Verändert der Terror Manchester?
24. Mai 2017Seit ich in Manchester lebe, das sind inzwischen elf Jahre, ist die Stadt zunehmend wohlhabender, internationaler und sicherer geworden. Wo früher No-Go-Areas waren, entstehen lebhafte multikulturelle Gemeinschaften.
Gemeinsame Bemühungen von Polizei und lokalen Gemeindesprechern haben die Waffen- und Bandenkriminalität eingedämmt, während die vielen Studenten Manchester zu einem pulsierenden, aufregenden Ort machen.
Die Stadt verzeichnet eine der höchsten Wirtschaftswachstumsraten im gesamten Vereinigten Königreich - eine Tendenz, an der ökonomische Unsicherheiten angesichts des bevorstehenden Brexit bisher nichts geändert haben. Ich habe gesehen, wie die Stadt sich zu einem Zentrum für europäischen Handel und europäische Kultur entwickelt hat.
Der "Manchester Spirit"
Das alles war möglich, weil nahezu alle Menschen, die hier leben, ein tiefsitzendes Gefühl des Zusammenhalts eint. Dieser "Manchester Spirit" war deutlich zu sehen - und zu hören - als am Dienstag Tausende zusammenkamen, um der Opfer des Terroranschlags zu gedenken.

⁂

*Arbeitsauftrag 1:*
Welche Art von Kriminalität haben Polizei und lokale Gemeindesprecher laut dem Text über Manchester eingedämmt?
*Arbeitsauftrag 2:*
Führen Sie den Text über Manchester im Anschluss an seinen letzten Satz fort.

*Datenauszug:*
⁂

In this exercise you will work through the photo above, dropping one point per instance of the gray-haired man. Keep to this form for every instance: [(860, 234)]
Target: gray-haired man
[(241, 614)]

⁂

*Antwort 1:*
Die Waffen- und Bandenkriminalität.

*Antwort 2:*
"Manchester war schon immer eine Stadt, die davon gelebt hat, dass die Menschen zusammenhalten und sich nicht spalten lassen", erzählte mir Mark Beatty, während er auf die Worte des Bürgermeisters und anderer Redner wartete: "Wir werden nicht zulassen, dass der Terrorismus uns spaltet. Deshalb haben wir heute unsere drei Kinder mitgebracht."
Mark Beatty hatte seine drei jungen Töchter dabei - alle im Grundschulalter, so wie viele Kinder, die das Konzert von Ariana Grande besucht hatten. Ich ahnte, dass er ihnen zeigen wollte, was die Stadt ausmacht.
Auch Abid Hussein nahm mit einigen Freunden an der Gedenkveranstaltung teil - und äußerte die gleiche Hoffnung wie viele Menschen an diesem Abend: "Ich hoffe, dass sich die Dinge zum Besseren wenden, dass das hier die Bürger von Manchester zusammenschweißt, ob sie schwarz, weiß, gelb, Juden, Christen, Muslime, Hindus oder Sikh sind."
Zwischen Normalität und Alarmbereitschaft
Als die Menschen im Zentrum von Manchester an diesem Abend im warmen Mai-Sonnenschein aus den Kneipen und Bars herausströmten, schien es, als kehrten sie allmählich wieder zur Normalität zurück.
Trotzdem lag eine gewisse Unbehaglichkeit in der Luft: Bewaffnete Polizisten vermittelten zwar ein Gefühl verstärkter Sicherheit, erinnerten aber auch daran, was passiert war - und was noch passieren könnte.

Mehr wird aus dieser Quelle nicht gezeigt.